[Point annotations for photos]
** Begin **

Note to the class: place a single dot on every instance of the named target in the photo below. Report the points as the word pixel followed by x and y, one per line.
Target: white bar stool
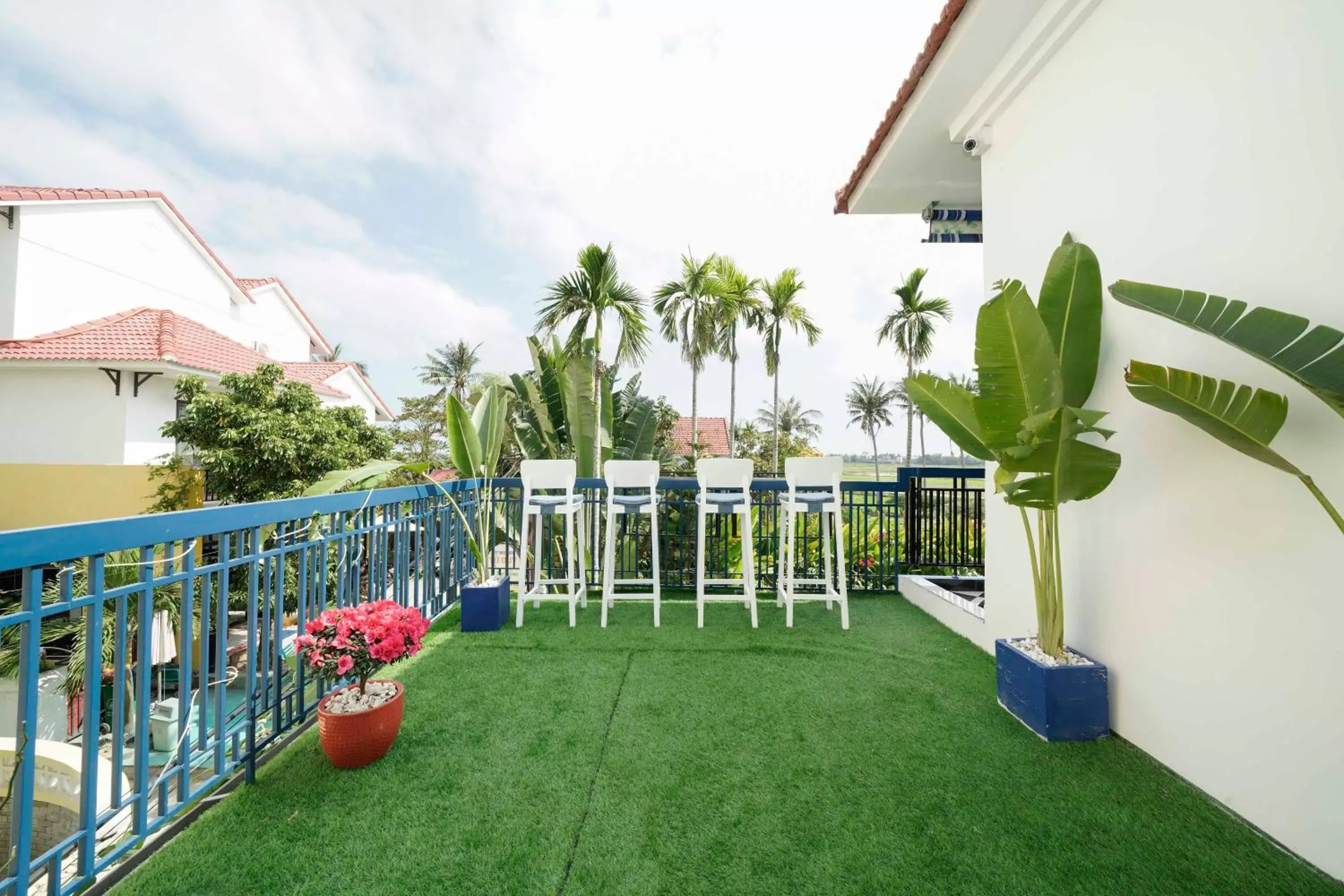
pixel 814 488
pixel 551 476
pixel 631 476
pixel 725 488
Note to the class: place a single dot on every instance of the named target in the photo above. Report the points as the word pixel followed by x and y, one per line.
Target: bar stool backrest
pixel 549 474
pixel 814 473
pixel 724 473
pixel 631 474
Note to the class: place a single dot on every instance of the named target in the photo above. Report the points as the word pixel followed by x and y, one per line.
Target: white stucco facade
pixel 1191 144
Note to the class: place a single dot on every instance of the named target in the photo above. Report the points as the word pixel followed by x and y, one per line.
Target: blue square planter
pixel 484 607
pixel 1058 703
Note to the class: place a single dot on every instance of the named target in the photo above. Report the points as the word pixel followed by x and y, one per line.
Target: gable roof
pixel 932 46
pixel 155 335
pixel 258 283
pixel 11 194
pixel 714 436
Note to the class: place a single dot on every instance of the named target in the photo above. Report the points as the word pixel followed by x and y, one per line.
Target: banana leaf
pixel 1070 307
pixel 952 409
pixel 464 444
pixel 1311 357
pixel 1238 417
pixel 638 431
pixel 1017 365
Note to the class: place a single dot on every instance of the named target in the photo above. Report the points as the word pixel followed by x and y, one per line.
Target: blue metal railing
pixel 242 579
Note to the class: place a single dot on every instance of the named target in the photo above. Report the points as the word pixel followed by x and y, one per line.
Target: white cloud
pixel 656 127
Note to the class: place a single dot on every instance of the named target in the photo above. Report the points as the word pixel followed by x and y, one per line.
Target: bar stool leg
pixel 749 564
pixel 699 567
pixel 580 520
pixel 826 552
pixel 658 571
pixel 844 587
pixel 788 570
pixel 522 569
pixel 537 556
pixel 609 562
pixel 569 569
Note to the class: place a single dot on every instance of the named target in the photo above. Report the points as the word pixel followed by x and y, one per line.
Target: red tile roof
pixel 714 436
pixel 257 283
pixel 54 194
pixel 940 33
pixel 155 335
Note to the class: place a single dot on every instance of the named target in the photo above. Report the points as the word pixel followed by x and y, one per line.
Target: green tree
pixel 912 327
pixel 870 402
pixel 689 310
pixel 791 418
pixel 451 369
pixel 783 308
pixel 740 306
pixel 418 436
pixel 584 297
pixel 265 437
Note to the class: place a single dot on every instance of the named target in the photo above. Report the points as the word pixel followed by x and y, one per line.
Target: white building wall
pixel 350 383
pixel 1197 144
pixel 284 338
pixel 146 417
pixel 61 417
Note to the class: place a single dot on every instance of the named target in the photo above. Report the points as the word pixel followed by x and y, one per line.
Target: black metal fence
pixel 929 519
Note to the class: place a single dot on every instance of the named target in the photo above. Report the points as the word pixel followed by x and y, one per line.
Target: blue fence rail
pixel 202 606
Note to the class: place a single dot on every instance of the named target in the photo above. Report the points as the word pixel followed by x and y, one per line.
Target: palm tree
pixel 334 355
pixel 451 369
pixel 910 328
pixel 870 405
pixel 585 296
pixel 783 308
pixel 792 420
pixel 690 312
pixel 740 304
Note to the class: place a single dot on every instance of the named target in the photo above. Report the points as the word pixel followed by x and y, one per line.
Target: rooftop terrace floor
pixel 721 761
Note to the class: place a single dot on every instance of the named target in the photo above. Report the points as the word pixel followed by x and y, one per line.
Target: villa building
pixel 105 299
pixel 1194 146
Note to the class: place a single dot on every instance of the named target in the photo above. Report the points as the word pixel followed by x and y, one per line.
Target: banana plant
pixel 1037 366
pixel 1240 417
pixel 556 416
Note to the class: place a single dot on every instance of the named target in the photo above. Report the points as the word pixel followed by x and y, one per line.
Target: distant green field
pixel 859 470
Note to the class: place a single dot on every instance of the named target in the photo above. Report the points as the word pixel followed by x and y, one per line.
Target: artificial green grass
pixel 633 759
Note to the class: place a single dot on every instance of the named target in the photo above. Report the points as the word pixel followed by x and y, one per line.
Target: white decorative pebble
pixel 1033 649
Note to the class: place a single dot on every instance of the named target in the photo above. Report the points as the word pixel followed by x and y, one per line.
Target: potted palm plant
pixel 475 440
pixel 1037 367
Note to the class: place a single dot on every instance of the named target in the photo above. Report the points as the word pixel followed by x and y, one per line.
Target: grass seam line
pixel 597 770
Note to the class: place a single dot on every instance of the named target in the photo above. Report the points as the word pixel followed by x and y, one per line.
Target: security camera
pixel 978 143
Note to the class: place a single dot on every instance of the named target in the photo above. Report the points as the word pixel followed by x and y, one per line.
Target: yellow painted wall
pixel 54 493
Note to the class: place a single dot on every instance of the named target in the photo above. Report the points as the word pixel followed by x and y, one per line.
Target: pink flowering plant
pixel 357 641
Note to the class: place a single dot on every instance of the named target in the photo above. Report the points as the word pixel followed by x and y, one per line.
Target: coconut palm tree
pixel 690 312
pixel 910 327
pixel 738 306
pixel 791 420
pixel 783 308
pixel 584 297
pixel 870 402
pixel 335 357
pixel 451 369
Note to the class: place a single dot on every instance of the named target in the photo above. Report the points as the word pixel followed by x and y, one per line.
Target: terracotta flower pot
pixel 357 739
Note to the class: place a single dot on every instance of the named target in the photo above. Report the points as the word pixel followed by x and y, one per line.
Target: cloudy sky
pixel 417 172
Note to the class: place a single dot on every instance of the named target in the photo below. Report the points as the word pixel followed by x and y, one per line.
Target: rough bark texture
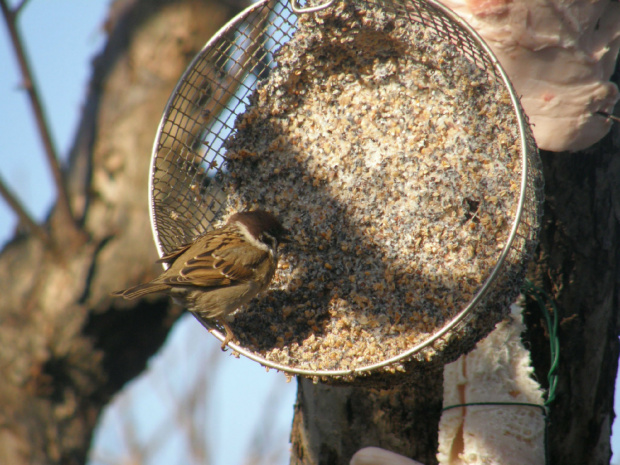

** End **

■ The problem: Could you write out all the rows again, swapping "single dot" for "single point" and leaving everything else unchanged? Omit the pictures.

■ Solution below:
Note to the class: place a single point on every instance of the named target in the photo below. Report the points as the word pixel followed by x and y, one per line.
Target: white bar stool
pixel 814 488
pixel 551 476
pixel 631 476
pixel 725 488
Note to the class: place a single point on every instance of the named target in the photo above. Report the points as the word pixel followed by x and y, one per line.
Target: bar stool backrest
pixel 549 474
pixel 814 473
pixel 724 473
pixel 631 474
Note to the class: place a single point on every instance of the named target in the photo above. Report the points as the word pixel followed by x and y, one per line.
Target: white stucco facade
pixel 1191 144
Note to the class: place a single point on every instance of the named target in the photo above. Report the points as the word pixel followed by x and y, one per line.
Target: blue square planter
pixel 484 607
pixel 1058 703
Note to the class: place a single point on every instance of the named target in the photo above. Report the points as the word pixel followed by x and y, one per line.
Target: gable roof
pixel 932 46
pixel 155 335
pixel 258 283
pixel 11 194
pixel 714 436
Note to the class: place a single point on every instance of the named target in the photo above. Report the points as the word pixel followed by x and y, one per line.
Target: banana leaf
pixel 1070 307
pixel 952 409
pixel 464 444
pixel 1311 357
pixel 1238 417
pixel 638 431
pixel 1017 365
Note to the class: place a single point on every instance of the named target in the photo above. Report the points as the word pixel followed by x and y, one per line.
Target: blue metal railing
pixel 242 579
Note to the class: place a single point on every instance of the named target in the photo above. Report the points as the word pixel followed by x and y, one per line.
Target: white cloud
pixel 656 127
Note to the class: place a single point on every instance of the named target in the photo above. Report the points as the word pixel followed by x and y, one per line.
Target: bar stool leg
pixel 749 564
pixel 699 567
pixel 580 520
pixel 826 552
pixel 658 571
pixel 844 587
pixel 788 570
pixel 522 569
pixel 537 556
pixel 609 562
pixel 569 569
Note to the class: place a single point on every instance of the named target in the photo above. Report the points as the word pixel followed by x and y, one per line.
Target: red tile roof
pixel 714 436
pixel 257 283
pixel 54 194
pixel 940 33
pixel 155 335
Note to the class: place a single point on every instance of the named target in the photo above. Report the points as the word pixel followed by x and y, one per line.
Target: green tree
pixel 912 327
pixel 870 402
pixel 689 310
pixel 791 418
pixel 451 369
pixel 783 308
pixel 740 306
pixel 418 436
pixel 584 297
pixel 265 437
Note to the class: place a single point on every instance of the named target in the photo above. Report the points as the word pixel followed by x and y, one per line.
Target: white building wall
pixel 350 383
pixel 1197 144
pixel 284 338
pixel 146 417
pixel 61 417
Note to the class: place a single point on every instance of the named target in the photo above. Report the points as the word pixel followed by x and y, one per line.
Target: black metal fence
pixel 929 519
Note to the class: place a single point on every instance of the named target in the photo above. Report the points as the word pixel followed by x and y, one per line.
Target: blue fence rail
pixel 202 606
Note to the class: place a single point on every instance of the named target in the photo above. Report the points as the word pixel followed by x and y, one per line.
Target: palm tree
pixel 334 355
pixel 451 369
pixel 910 328
pixel 870 405
pixel 585 296
pixel 783 308
pixel 792 420
pixel 690 312
pixel 740 304
Note to the class: place a single point on every instance of the named target in the photo above. Report the points as the word pixel followed by x and y, one per line.
Target: rooftop terrace floor
pixel 721 761
Note to the class: place a single point on every instance of the named target in the photo above. Report the points as the word pixel followed by x and y, one per line.
Target: villa building
pixel 105 299
pixel 1194 146
Note to the class: place a single point on every instance of the named target in the photo above. Report the points as the word pixel followed by x and y, one per line.
Target: banana plant
pixel 1037 366
pixel 1240 417
pixel 556 416
Note to the class: place a single point on every instance of the named target in the photo above. Report the points as the word pixel followed by x and y, one per line.
Target: distant green field
pixel 859 470
Note to the class: place a single point on every instance of the named target in the photo above. Report the points as the word pixel followed by x and y, one per line.
Target: artificial green grass
pixel 633 759
Note to the class: place a single point on every instance of the named target in the photo above. Report the points as the word pixel followed by x and y, one per line.
Target: white decorative pebble
pixel 1033 649
Note to the class: place a single point on every instance of the named target in the photo above. Report the points as the word pixel followed by x and y, one per line.
Target: potted palm plant
pixel 475 440
pixel 1037 367
Note to the class: place a single point on every instance of the named target in the photo above. Report the points as the word pixel followed by x and y, one per line.
Target: grass seam line
pixel 597 770
Note to the class: place a single point on every instance of the named target in the photo above. Report the points as the word pixel followed by x and y, one per line.
Target: security camera
pixel 978 143
Note to the class: place a single point on every instance of the named target in the photo above. Report the points as the word pixel followed by x and y, one per line.
Target: yellow painted wall
pixel 54 493
Note to the class: place a single point on every instance of the named target in the photo above. Report the points as the word pixel followed by x and y, one per line.
Target: pink flowering plant
pixel 357 641
Note to the class: place a single point on every instance of the named target in the photo above. Report the points as the word pixel followed by x and y, one per line.
Target: coconut palm tree
pixel 690 312
pixel 910 327
pixel 738 306
pixel 791 420
pixel 783 308
pixel 584 297
pixel 870 402
pixel 335 357
pixel 451 369
Note to the class: place a single point on every instance of the named target in the photo above. Report the points as the word pixel followed by x and y, one per line.
Target: terracotta flower pot
pixel 357 739
Note to the class: place a single point on every instance of the named target in the photo above. Report the points as the word pixel followed by x and y, one per line.
Target: cloudy sky
pixel 417 172
Note to the class: place a single point on every instance of the named target in the photo below. Report the points as the word pixel followed by x and y, one per line.
Target: rough bark texture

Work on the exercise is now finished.